:: INFORMATION PROVIDED ::
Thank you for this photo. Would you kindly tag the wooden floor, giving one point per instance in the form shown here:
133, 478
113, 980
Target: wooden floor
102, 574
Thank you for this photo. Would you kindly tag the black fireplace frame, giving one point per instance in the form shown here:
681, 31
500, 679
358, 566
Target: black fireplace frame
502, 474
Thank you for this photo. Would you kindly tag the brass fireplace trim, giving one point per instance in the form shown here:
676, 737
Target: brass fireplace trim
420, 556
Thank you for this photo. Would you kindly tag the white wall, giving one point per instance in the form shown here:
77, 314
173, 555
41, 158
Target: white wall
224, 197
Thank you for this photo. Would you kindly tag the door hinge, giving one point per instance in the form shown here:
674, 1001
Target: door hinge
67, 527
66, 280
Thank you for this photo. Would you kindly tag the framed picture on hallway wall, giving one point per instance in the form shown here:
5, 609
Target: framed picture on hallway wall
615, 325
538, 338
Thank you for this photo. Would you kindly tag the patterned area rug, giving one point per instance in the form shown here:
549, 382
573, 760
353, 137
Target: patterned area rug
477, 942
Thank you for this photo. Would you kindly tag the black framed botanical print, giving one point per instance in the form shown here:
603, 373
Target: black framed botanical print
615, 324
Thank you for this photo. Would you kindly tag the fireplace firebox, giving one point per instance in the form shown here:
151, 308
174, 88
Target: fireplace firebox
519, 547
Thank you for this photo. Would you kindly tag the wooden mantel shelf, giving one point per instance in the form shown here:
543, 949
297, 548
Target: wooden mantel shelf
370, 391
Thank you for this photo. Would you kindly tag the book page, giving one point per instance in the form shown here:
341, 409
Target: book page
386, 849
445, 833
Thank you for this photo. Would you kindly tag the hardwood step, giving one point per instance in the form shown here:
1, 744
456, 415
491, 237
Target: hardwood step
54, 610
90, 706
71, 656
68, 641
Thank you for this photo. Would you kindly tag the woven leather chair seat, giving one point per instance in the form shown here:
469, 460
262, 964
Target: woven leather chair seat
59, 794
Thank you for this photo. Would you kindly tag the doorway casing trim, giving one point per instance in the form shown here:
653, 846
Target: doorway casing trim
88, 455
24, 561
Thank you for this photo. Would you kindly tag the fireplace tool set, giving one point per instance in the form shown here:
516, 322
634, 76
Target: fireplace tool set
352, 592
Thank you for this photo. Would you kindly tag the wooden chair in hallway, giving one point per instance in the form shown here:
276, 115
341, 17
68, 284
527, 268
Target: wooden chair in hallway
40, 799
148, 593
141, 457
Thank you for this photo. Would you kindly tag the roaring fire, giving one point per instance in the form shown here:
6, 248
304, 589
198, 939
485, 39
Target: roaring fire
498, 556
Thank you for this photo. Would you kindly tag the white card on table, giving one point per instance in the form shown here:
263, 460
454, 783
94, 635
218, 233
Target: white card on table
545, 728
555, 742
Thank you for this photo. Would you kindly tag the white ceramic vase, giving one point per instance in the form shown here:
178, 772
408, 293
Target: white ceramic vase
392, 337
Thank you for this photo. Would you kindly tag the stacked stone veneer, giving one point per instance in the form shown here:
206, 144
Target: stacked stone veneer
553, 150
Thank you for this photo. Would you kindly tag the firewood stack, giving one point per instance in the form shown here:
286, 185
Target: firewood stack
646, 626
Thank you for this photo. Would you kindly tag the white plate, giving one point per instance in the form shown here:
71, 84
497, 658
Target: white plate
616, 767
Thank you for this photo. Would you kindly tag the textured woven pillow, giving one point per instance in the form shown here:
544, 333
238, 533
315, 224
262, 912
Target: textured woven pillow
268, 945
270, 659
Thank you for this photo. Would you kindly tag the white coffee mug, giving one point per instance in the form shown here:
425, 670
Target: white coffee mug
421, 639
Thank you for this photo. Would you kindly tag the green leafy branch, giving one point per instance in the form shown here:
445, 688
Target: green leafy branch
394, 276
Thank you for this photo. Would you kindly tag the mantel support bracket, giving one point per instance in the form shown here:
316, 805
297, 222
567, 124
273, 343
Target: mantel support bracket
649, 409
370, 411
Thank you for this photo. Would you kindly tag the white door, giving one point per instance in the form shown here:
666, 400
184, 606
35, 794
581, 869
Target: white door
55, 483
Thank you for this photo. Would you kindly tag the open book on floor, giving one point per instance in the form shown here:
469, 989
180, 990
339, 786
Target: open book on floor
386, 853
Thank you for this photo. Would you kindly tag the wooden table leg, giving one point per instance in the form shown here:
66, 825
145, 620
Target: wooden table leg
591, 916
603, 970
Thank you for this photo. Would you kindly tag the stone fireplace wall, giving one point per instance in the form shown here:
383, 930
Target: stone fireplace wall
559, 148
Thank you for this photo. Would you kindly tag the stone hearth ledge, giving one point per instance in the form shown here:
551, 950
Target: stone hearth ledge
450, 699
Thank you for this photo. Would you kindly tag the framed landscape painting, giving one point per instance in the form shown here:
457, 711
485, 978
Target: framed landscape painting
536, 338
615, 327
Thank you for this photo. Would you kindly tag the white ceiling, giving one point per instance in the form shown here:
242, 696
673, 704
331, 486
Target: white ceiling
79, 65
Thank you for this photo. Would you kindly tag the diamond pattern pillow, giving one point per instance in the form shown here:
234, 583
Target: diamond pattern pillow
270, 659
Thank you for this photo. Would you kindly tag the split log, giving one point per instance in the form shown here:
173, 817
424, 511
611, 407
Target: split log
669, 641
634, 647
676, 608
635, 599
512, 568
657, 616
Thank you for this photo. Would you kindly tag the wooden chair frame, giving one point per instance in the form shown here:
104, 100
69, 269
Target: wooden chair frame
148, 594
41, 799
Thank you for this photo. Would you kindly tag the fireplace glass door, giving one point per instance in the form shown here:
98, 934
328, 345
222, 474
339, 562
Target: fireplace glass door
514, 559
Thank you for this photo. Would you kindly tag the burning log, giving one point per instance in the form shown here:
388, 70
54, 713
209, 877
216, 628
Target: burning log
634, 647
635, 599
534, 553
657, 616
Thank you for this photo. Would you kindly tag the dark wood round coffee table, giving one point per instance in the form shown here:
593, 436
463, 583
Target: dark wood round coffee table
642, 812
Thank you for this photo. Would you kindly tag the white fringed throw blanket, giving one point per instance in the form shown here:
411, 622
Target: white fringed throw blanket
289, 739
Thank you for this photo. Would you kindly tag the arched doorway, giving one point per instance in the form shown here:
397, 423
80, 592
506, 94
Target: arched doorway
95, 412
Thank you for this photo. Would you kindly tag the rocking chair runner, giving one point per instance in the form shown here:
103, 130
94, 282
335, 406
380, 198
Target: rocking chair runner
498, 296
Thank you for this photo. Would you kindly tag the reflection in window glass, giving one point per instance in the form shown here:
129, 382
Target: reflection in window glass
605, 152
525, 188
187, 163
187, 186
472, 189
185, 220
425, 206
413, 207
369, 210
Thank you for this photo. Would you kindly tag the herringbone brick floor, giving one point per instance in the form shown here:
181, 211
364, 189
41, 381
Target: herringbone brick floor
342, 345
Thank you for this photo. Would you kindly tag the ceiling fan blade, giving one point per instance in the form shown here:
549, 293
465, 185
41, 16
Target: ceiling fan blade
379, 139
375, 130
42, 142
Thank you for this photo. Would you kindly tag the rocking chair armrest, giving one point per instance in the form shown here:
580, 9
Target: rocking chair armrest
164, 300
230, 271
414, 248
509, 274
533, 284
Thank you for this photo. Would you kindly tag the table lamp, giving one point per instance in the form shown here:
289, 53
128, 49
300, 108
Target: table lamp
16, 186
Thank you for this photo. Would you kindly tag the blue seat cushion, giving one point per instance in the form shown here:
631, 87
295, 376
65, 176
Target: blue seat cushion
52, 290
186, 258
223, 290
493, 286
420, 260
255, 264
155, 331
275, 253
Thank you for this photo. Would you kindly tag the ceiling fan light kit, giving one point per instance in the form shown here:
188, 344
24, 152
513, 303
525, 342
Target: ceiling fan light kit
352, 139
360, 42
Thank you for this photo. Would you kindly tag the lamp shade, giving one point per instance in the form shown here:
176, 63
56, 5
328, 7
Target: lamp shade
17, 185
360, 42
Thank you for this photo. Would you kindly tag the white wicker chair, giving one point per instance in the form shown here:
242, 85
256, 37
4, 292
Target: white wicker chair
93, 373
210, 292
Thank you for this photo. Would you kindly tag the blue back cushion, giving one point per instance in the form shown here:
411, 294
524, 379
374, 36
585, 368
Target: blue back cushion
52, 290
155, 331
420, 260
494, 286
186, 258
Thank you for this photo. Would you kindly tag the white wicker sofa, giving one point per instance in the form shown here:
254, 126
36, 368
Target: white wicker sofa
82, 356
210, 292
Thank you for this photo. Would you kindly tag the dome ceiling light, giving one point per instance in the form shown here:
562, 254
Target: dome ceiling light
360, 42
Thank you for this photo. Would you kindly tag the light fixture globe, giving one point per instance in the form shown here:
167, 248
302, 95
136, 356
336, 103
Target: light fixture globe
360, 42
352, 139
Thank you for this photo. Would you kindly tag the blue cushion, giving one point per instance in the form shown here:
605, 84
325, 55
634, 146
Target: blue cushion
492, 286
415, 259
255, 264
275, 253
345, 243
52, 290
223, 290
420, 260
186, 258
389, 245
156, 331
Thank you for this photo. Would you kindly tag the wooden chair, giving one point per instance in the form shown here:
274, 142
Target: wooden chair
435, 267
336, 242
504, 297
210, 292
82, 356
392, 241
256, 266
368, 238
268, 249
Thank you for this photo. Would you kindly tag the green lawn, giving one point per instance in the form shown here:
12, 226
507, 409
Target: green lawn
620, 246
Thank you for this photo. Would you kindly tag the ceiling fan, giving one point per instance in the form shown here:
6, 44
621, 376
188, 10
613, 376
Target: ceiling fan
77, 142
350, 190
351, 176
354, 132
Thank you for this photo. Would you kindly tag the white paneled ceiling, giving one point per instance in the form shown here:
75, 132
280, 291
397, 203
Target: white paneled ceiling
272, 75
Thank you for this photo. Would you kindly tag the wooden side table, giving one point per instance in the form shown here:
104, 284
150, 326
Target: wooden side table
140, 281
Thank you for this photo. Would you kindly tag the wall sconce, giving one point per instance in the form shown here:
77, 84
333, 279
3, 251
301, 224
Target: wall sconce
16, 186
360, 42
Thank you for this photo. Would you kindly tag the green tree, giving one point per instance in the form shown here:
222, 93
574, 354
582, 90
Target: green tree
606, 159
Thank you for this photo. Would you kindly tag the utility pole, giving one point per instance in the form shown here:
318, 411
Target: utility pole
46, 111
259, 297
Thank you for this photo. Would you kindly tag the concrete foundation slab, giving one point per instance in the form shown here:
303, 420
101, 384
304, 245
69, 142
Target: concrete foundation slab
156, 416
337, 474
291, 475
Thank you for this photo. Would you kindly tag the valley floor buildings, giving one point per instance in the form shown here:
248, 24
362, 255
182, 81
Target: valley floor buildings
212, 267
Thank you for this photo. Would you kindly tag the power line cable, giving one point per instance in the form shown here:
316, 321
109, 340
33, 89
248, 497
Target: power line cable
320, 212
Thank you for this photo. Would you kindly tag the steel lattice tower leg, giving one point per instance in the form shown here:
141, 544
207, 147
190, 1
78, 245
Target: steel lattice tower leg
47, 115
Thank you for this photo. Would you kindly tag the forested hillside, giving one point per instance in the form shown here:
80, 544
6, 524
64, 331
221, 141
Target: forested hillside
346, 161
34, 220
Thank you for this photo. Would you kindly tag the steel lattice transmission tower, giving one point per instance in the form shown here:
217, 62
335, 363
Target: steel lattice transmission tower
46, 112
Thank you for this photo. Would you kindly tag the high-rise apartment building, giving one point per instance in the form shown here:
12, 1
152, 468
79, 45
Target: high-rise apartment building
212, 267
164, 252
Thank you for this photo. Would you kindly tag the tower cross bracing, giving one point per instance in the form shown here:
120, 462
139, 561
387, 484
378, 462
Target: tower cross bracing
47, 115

:: WRITTEN INSTRUCTION ::
Please quote nothing but the lines from the line with "Thank you for this photo. Would you kindly tag the high-rise" through the end of the data above, exactly as written, ends included.

:: FINISHED EXERCISE ::
Thank you for this photo. Would you kindly tag the high-rise apartment building, giving one point per instance in the form shown here:
12, 1
152, 468
79, 45
Target: high-rise apartment building
212, 267
164, 252
Thank you for this photo. Would you kindly tag the tower cross bracing, giving one point per instance in the form shown here:
120, 462
139, 561
387, 484
378, 462
Target: tower cross bracing
47, 115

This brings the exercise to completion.